■ Dataset extract ■
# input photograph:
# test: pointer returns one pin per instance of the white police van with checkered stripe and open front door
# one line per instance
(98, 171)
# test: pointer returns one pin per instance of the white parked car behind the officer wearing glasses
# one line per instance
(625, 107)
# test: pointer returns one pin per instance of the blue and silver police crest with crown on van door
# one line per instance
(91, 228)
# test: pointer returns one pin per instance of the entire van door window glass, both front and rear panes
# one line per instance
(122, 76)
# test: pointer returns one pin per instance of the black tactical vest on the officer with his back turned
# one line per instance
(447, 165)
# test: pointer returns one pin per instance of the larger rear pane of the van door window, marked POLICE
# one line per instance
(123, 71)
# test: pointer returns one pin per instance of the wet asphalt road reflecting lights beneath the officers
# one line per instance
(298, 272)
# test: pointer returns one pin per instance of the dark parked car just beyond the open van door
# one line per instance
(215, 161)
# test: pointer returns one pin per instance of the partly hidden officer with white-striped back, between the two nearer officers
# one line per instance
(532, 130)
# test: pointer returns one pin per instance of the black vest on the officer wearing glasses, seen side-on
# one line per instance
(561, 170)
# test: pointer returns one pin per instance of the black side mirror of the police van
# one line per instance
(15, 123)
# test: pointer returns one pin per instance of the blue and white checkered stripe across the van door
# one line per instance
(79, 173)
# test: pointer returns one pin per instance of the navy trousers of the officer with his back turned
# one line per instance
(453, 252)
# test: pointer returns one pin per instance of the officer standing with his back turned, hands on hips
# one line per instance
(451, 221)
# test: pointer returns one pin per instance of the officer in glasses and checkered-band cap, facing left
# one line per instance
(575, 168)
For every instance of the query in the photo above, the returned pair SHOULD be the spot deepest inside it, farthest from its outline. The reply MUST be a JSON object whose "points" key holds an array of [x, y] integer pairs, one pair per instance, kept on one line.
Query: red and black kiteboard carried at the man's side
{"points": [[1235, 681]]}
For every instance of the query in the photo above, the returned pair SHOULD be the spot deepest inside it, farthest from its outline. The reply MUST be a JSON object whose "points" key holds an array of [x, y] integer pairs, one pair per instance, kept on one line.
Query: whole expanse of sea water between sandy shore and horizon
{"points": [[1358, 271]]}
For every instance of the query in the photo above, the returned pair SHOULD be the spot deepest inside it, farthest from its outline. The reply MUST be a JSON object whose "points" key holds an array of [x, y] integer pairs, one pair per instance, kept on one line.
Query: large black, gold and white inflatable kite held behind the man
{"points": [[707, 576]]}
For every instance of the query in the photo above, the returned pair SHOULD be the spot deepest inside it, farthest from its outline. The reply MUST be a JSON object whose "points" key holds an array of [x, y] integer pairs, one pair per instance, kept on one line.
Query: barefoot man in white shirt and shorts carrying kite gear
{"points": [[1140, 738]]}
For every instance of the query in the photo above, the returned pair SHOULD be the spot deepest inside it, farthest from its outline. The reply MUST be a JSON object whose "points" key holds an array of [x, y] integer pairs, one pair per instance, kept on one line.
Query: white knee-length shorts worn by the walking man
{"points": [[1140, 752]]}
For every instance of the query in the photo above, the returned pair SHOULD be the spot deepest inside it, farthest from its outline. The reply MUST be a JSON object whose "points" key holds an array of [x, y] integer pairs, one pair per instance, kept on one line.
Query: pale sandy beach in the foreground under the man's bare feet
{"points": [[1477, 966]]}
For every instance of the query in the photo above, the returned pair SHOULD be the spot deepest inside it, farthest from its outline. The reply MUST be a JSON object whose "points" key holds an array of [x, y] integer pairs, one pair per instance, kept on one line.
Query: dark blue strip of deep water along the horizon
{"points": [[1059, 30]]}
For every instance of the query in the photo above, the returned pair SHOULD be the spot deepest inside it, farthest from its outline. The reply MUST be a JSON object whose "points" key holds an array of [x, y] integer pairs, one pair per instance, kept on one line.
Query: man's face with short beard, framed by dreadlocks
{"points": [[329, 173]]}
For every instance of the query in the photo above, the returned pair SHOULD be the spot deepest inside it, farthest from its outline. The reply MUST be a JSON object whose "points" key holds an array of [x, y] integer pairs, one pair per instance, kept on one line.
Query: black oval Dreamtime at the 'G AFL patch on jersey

■ The task ■
Filter the entries down to the lines that include the string "glasses".

■ Answer to this task ■
# test: pointer returns one pin per instance of the white parked car behind the officer wearing glasses
# test: pointer returns one pin per instance of the black vest on the officer wearing glasses, seen side-on
# test: pointer returns one pin per instance of the officer in glasses and checkered-band cap, facing left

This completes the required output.